GIVEN TEXT:
Charlie, a golden retriever, has been receiving chiropractic treatment since shortly after after being hit by a car five years ago. (Barbara Haddock Taylor, Baltimore Sun video)
Jean Thompson used her fingers to lightly feel her way up the spine of a golden retriever named Charlie, who lay contentedly on his side.
Halfway up his back, she felt a vertebrae out of place and used her index finger and thumb to gently shift it back in alignment.
“There you go, Charlie,” she purred. “Doesn’t that feel better?”
As a chiropractor for more than 20years, Thompson has realigned the spines and joints of people suffering from back pain, migraines and digestive issues. Her client list expanded to animals after patients asked if she could help their beloved pets as well.
She treats mostly dogs and cats, but has also realigned the musculoskeletal structure of rabbits, goats and horses. One time she treated a ram.
“That was interesting,” said Thompson, who treats the furry set at Maryland Animal Chiropractic in Howard County, which she founded in 2009.
Chiropractic care is one of the alternative health treatments more pet owners are using to cure their animal’s ailments. People are also turning to acupuncture, massage therapy and reiki, a practice where healing energy is transmitted to the animal through light touches of the hand.
“I think we’re seeing more interest in alternative types of treatments, which mirrors what we’ve seen in human medicine over the past several decades,” said Michael San Filippo, a spokesman with the American Veterinary Medical Association.
Veterinarians have become more willing to provide these treatments as research has increasingly backed up the health benefits, Filippo said. Complementary, alternative and integrative medical practices are also now part of the curriculum of many accredited veterinary schools, he said.

SOURCE DATA:

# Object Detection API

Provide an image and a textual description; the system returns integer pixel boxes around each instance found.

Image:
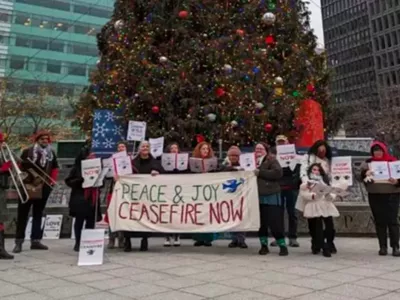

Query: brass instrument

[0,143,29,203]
...
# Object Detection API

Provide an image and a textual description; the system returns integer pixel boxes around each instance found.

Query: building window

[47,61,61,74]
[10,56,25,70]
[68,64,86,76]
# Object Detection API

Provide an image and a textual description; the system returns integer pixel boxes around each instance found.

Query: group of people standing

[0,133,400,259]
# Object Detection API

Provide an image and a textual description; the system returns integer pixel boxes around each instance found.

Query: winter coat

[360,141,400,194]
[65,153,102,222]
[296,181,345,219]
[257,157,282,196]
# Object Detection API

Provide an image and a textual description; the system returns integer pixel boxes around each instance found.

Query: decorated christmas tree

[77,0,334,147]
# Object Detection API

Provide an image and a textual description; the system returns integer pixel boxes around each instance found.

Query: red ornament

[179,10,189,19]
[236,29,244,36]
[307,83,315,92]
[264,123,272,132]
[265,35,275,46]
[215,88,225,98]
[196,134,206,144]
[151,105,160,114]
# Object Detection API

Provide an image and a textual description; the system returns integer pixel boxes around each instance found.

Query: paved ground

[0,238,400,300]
---
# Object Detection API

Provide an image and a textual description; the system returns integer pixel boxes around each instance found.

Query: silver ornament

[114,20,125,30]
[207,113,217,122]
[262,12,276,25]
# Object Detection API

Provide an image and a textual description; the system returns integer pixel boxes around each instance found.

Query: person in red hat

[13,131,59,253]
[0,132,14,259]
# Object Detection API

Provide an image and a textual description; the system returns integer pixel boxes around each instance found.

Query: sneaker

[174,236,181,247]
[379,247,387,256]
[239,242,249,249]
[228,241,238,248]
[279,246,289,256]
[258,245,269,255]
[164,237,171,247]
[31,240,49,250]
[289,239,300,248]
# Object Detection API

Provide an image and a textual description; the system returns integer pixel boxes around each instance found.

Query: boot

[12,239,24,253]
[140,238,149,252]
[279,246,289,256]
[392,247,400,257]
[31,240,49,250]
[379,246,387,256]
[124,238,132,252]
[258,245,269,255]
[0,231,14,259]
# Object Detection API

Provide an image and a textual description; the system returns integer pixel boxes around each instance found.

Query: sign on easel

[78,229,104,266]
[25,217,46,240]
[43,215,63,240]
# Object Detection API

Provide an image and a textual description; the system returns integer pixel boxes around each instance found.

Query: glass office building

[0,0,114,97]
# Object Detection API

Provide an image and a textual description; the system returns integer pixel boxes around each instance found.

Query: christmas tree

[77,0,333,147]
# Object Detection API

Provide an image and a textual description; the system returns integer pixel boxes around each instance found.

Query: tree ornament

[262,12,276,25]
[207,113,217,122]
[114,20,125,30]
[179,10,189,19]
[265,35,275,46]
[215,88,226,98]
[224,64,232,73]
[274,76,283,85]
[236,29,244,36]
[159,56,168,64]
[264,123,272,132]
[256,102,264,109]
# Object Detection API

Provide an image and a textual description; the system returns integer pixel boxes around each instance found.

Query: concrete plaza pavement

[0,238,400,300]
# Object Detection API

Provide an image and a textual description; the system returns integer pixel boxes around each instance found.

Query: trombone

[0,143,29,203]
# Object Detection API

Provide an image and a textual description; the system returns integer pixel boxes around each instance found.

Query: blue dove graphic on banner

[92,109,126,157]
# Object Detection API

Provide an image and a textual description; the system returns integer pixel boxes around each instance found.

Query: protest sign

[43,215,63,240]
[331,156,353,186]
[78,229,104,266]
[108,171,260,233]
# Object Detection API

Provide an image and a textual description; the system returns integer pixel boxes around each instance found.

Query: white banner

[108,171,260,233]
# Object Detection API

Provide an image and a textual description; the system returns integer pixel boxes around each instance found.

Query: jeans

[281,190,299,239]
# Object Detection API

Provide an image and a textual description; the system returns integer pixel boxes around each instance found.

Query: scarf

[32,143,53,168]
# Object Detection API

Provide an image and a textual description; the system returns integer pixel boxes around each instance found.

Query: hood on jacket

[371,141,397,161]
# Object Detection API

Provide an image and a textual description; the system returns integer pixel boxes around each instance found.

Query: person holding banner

WORK INSTRUCTION 1: From the article on pet chiropractic above, reproduce the passage between "Jean Thompson used" and "founded in 2009.", inclusive.
WORK INSTRUCTION 2: According to the article on pet chiropractic, in what year did Jean Thompson found Maryland Animal Chiropractic?

TASK ANSWER 1:
Jean Thompson used her fingers to lightly feel her way up the spine of a golden retriever named Charlie, who lay contentedly on his side.
Halfway up his back, she felt a vertebrae out of place and used her index finger and thumb to gently shift it back in alignment.
“There you go, Charlie,” she purred. “Doesn’t that feel better?”
As a chiropractor for more than 20years, Thompson has realigned the spines and joints of people suffering from back pain, migraines and digestive issues. Her client list expanded to animals after patients asked if she could help their beloved pets as well.
She treats mostly dogs and cats, but has also realigned the musculoskeletal structure of rabbits, goats and horses. One time she treated a ram.
“That was interesting,” said Thompson, who treats the furry set at Maryland Animal Chiropractic in Howard County, which she founded in 2009.

TASK ANSWER 2: 2009